[WHAT THE TASK REQUIRES] Character for character, give back every line below.

[EXERCISE DATA]
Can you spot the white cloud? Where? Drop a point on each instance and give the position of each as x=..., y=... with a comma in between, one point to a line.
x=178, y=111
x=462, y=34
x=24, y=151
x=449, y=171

[RESPONSE BELOW]
Can you spot the white cloud? Where? Drop a point on each instance and give the position of each as x=..., y=... with a comma in between, one point to a line.
x=178, y=111
x=462, y=34
x=24, y=151
x=449, y=171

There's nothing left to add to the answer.